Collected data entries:
--- BEGIN ---

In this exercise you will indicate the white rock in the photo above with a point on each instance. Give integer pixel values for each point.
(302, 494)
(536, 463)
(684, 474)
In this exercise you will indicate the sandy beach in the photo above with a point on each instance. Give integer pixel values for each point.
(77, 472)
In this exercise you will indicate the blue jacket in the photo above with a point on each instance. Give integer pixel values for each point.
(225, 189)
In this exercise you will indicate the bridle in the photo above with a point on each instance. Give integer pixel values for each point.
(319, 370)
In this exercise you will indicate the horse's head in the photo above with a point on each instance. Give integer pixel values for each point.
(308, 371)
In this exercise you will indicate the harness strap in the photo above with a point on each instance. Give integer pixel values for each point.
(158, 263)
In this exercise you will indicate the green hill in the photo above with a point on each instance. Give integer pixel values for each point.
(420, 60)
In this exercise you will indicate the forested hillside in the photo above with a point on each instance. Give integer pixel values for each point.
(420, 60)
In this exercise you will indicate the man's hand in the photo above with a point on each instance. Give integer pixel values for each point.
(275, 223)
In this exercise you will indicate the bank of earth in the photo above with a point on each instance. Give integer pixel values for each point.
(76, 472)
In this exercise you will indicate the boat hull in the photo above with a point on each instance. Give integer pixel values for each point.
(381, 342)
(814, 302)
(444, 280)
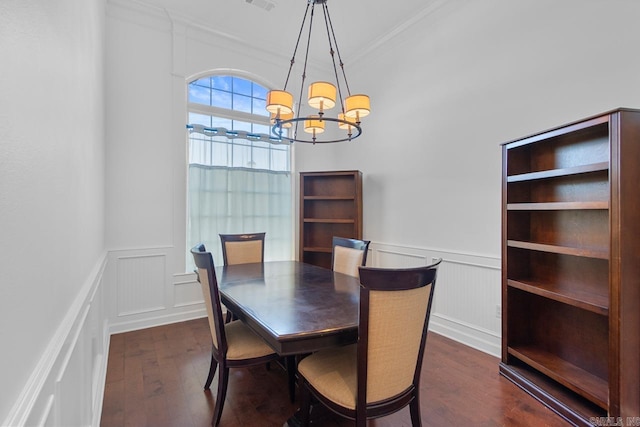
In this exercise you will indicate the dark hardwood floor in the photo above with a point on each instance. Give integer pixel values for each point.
(155, 377)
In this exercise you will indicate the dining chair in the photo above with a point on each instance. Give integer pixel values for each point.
(241, 249)
(381, 373)
(234, 344)
(348, 254)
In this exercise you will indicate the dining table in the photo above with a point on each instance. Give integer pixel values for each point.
(297, 308)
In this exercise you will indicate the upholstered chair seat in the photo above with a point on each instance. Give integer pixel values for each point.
(243, 343)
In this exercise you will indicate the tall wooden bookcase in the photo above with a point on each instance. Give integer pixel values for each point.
(330, 205)
(571, 266)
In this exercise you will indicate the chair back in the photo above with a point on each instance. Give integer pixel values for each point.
(348, 254)
(395, 305)
(209, 283)
(242, 248)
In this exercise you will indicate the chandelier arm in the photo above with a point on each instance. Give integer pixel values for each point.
(325, 9)
(295, 50)
(335, 41)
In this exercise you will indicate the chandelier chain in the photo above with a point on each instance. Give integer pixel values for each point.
(344, 74)
(327, 20)
(295, 50)
(304, 68)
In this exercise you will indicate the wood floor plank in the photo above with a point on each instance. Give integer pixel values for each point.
(155, 377)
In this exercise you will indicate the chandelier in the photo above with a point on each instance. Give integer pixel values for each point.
(322, 96)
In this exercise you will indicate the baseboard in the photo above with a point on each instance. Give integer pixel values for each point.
(483, 340)
(150, 322)
(60, 375)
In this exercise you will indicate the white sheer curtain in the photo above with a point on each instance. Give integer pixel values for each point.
(225, 200)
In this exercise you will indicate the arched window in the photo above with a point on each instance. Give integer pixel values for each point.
(239, 181)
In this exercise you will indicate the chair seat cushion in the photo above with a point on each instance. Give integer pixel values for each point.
(333, 373)
(243, 343)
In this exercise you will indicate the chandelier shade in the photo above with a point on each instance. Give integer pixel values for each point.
(357, 106)
(346, 122)
(322, 96)
(283, 117)
(279, 102)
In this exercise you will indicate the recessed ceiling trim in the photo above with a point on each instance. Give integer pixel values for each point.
(262, 4)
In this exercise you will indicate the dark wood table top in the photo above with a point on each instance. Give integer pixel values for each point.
(296, 307)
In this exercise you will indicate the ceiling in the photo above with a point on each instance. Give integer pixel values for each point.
(358, 24)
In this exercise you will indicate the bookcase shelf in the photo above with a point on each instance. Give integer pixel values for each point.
(330, 205)
(570, 228)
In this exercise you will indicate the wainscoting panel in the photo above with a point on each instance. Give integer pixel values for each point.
(146, 293)
(141, 281)
(467, 302)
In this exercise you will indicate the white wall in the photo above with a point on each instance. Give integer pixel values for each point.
(456, 84)
(445, 93)
(52, 164)
(447, 89)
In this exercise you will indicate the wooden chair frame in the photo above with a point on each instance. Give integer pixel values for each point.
(361, 245)
(204, 260)
(379, 279)
(246, 237)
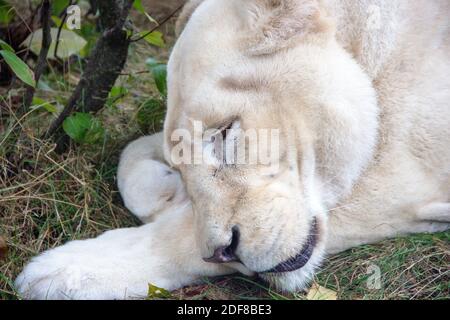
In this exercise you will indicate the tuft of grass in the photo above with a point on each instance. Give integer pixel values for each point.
(48, 199)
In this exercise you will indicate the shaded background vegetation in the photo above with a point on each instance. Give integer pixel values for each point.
(50, 196)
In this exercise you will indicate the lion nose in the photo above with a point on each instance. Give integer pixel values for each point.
(227, 253)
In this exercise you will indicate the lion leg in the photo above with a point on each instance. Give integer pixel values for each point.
(148, 186)
(437, 211)
(120, 264)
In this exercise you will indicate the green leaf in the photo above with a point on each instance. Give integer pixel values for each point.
(159, 72)
(155, 292)
(41, 103)
(20, 68)
(150, 115)
(58, 22)
(69, 43)
(154, 38)
(137, 4)
(58, 6)
(6, 46)
(7, 12)
(116, 94)
(83, 128)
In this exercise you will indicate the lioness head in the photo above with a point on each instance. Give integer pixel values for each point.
(269, 65)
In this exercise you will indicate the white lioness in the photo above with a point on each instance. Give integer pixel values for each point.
(360, 92)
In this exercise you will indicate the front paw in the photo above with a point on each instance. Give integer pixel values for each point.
(76, 271)
(55, 274)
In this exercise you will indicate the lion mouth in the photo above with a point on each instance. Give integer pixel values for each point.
(302, 258)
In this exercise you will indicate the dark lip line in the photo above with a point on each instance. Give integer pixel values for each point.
(299, 260)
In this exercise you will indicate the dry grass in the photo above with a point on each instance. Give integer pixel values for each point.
(47, 199)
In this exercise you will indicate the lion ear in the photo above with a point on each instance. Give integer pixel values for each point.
(186, 14)
(274, 25)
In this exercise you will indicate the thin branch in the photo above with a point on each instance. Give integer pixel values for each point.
(42, 59)
(167, 18)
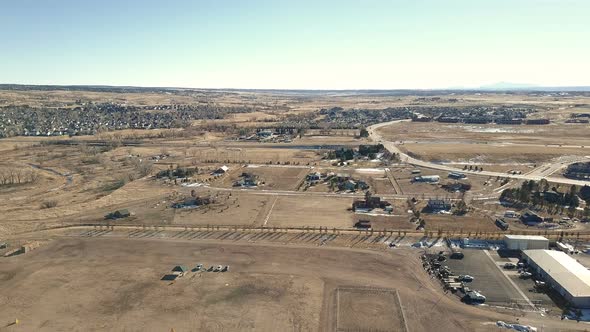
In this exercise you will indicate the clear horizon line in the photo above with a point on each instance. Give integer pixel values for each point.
(485, 87)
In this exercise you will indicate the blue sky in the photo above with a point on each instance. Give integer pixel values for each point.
(297, 44)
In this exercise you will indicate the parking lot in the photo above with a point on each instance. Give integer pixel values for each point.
(488, 279)
(491, 279)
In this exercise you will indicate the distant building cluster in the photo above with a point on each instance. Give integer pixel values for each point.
(89, 118)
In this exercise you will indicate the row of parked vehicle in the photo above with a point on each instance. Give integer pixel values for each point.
(212, 268)
(433, 264)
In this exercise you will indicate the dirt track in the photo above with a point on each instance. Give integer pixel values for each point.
(99, 284)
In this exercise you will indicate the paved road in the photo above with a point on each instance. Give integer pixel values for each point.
(538, 175)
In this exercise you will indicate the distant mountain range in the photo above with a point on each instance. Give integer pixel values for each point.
(496, 87)
(507, 86)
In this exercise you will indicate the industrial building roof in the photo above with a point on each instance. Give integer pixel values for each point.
(566, 271)
(525, 237)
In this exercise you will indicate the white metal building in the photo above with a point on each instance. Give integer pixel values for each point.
(526, 242)
(563, 273)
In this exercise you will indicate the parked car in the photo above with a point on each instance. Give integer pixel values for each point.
(509, 266)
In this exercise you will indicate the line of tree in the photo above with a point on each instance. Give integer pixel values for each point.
(14, 176)
(540, 194)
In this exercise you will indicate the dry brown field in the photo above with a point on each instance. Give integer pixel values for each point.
(483, 153)
(274, 177)
(433, 132)
(99, 284)
(299, 211)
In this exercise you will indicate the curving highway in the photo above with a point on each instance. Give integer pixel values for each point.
(536, 175)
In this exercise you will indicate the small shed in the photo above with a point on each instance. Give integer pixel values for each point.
(221, 170)
(526, 242)
(180, 268)
(122, 213)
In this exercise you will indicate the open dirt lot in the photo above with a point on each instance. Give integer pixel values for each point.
(311, 211)
(484, 153)
(569, 134)
(274, 178)
(110, 284)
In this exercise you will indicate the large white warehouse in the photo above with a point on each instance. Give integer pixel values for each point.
(563, 273)
(525, 242)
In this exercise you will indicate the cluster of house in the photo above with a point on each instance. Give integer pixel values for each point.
(435, 205)
(337, 117)
(281, 134)
(119, 214)
(220, 171)
(474, 115)
(486, 120)
(192, 202)
(426, 178)
(370, 203)
(342, 181)
(87, 119)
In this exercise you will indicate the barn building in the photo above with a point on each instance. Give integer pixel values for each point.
(562, 273)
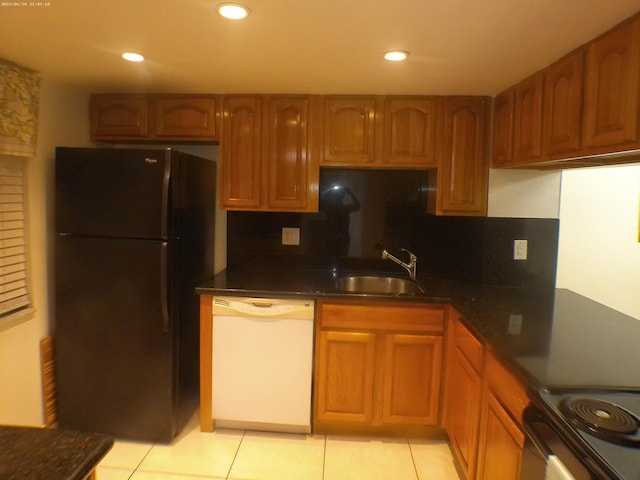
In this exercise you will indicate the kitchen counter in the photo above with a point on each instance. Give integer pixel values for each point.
(550, 337)
(36, 453)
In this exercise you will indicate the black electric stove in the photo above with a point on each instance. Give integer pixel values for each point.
(601, 426)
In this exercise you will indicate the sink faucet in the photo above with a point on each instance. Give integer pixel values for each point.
(409, 267)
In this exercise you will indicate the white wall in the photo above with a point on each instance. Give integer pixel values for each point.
(64, 119)
(599, 253)
(523, 194)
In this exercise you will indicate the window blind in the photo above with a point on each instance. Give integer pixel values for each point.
(14, 293)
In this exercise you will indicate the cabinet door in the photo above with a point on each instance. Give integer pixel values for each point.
(612, 88)
(186, 117)
(349, 131)
(463, 410)
(463, 172)
(563, 90)
(345, 372)
(503, 128)
(241, 151)
(527, 129)
(287, 153)
(410, 131)
(119, 116)
(501, 443)
(412, 372)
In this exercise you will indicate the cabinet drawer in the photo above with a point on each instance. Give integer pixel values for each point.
(382, 316)
(506, 388)
(469, 346)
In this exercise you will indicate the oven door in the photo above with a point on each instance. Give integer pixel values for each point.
(546, 455)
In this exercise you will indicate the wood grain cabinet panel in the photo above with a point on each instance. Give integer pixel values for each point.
(465, 364)
(410, 126)
(501, 443)
(503, 128)
(241, 152)
(563, 92)
(612, 88)
(349, 130)
(186, 117)
(119, 116)
(462, 177)
(287, 153)
(372, 377)
(413, 368)
(346, 366)
(527, 128)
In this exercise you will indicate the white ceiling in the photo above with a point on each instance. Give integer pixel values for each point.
(300, 46)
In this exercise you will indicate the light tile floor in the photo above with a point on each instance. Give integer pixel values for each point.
(238, 455)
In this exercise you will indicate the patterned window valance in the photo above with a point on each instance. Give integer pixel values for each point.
(19, 100)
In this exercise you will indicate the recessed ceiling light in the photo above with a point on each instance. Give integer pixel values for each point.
(133, 57)
(233, 11)
(396, 55)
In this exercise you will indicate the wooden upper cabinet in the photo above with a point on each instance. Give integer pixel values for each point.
(154, 118)
(119, 116)
(266, 151)
(503, 128)
(186, 117)
(287, 153)
(349, 130)
(563, 92)
(612, 89)
(241, 152)
(527, 128)
(410, 128)
(463, 174)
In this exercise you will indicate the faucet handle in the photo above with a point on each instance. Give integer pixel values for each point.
(411, 255)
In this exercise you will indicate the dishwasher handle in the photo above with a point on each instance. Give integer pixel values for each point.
(302, 309)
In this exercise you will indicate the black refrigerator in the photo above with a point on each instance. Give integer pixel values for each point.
(134, 237)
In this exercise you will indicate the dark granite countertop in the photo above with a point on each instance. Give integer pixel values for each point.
(550, 337)
(29, 453)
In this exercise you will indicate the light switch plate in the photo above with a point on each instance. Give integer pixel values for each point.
(290, 236)
(515, 324)
(520, 249)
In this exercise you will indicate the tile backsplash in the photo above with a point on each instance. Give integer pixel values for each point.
(363, 211)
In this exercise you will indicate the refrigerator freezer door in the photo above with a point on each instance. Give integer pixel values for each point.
(115, 361)
(113, 192)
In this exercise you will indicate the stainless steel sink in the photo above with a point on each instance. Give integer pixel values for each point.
(378, 285)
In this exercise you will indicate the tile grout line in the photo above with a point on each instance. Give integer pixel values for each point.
(244, 432)
(141, 460)
(324, 457)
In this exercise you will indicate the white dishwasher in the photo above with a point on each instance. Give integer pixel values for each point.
(262, 363)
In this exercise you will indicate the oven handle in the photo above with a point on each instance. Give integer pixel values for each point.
(533, 435)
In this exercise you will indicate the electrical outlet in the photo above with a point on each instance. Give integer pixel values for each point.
(520, 249)
(515, 324)
(290, 236)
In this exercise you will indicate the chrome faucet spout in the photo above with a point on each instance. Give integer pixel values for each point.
(409, 267)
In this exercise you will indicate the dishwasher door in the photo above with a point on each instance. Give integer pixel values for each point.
(262, 363)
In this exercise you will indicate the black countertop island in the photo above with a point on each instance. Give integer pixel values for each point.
(550, 337)
(28, 453)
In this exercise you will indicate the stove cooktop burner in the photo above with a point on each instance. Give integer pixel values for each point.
(603, 419)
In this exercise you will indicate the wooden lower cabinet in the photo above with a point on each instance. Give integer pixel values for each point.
(370, 378)
(346, 365)
(465, 364)
(501, 442)
(482, 408)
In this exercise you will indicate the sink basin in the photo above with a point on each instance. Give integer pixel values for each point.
(378, 285)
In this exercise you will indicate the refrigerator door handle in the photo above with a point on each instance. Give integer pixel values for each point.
(164, 210)
(164, 290)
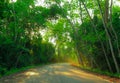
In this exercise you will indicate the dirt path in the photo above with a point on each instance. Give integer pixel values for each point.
(55, 73)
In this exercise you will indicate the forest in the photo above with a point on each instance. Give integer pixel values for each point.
(84, 32)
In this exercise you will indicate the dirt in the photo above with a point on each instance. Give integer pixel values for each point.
(54, 73)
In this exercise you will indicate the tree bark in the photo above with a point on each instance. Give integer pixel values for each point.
(109, 39)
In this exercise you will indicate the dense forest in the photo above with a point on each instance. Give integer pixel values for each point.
(34, 32)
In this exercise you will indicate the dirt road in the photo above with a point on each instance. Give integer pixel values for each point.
(55, 73)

--- END ---

* What is needed
Leave out every picture, and repeat word for word only the lines from the one holding "In this exercise you will indicate the sink basin" through the end of the entries above, both ends included.

* Response to the exercise
In this exercise you will indicate the sink basin in the photo above with a point on each instance. Give integer pixel values for each point.
(378, 285)
In this exercise you will indicate the refrigerator door handle in the photo above with a point on each instance. Give integer pixel values for each point.
(164, 210)
(164, 290)
In this exercise you will indicate the dirt path in the photo above with a point on each instance. Give integer pixel values for each point.
(55, 73)
In this exercise you will indicate the forest in the photo above with a point on each instance. Give integer pixel values for each point.
(84, 32)
In this exercise you will indicate the dirt in the photo above with a point on each instance. Give integer pixel values for each point.
(54, 73)
In this exercise you will indicate the tree bark in the photo above with a point on each instance. Give integer pixel values for each point.
(109, 39)
In this exercise you will indicate the dense forest in the photo above with a point on each instance. Give integer pixel values for each point.
(34, 32)
In this exercise you will indicate the dirt road in the photo above with a point on each instance. Give integer pixel values for each point.
(55, 73)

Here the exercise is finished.